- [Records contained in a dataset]
▼

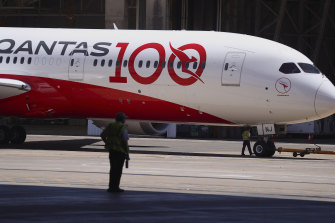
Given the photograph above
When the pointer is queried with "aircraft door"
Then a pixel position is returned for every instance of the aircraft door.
(232, 68)
(76, 65)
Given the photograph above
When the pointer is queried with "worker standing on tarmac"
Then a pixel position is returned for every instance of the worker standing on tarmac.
(116, 139)
(246, 141)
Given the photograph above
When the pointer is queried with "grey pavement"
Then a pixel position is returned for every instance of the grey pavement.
(64, 178)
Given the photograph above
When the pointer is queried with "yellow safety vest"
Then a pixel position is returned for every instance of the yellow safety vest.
(114, 139)
(245, 135)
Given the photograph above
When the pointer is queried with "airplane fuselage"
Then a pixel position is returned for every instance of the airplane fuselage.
(167, 76)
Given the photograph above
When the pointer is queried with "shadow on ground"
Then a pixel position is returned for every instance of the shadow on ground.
(78, 144)
(60, 204)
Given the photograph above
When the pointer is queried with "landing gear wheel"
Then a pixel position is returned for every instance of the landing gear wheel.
(271, 149)
(4, 134)
(263, 149)
(18, 135)
(260, 149)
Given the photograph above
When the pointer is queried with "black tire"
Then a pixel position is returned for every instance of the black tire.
(271, 150)
(4, 135)
(260, 149)
(18, 135)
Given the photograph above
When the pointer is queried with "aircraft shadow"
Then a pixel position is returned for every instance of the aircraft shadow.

▲

- [EXERCISE DIRECTIONS]
Give again the closing portion of the entries, from the line with "landing gear wheel." through the last line. Keep it exact and add nothing.

- [TASK RESPONSE]
Then a pixel position is returned for every instance of the landing gear wheel.
(271, 149)
(4, 134)
(263, 149)
(18, 135)
(260, 149)
Given the photograph above
When the pointer is queried with "black tire"
Then a pixel position is returned for every instance of the black tire.
(271, 150)
(4, 135)
(260, 149)
(18, 135)
Given the photograph above
When the pointer is queried with "aircraft shadow"
Then a pixel position is returned for every instance of the aircraft shadow.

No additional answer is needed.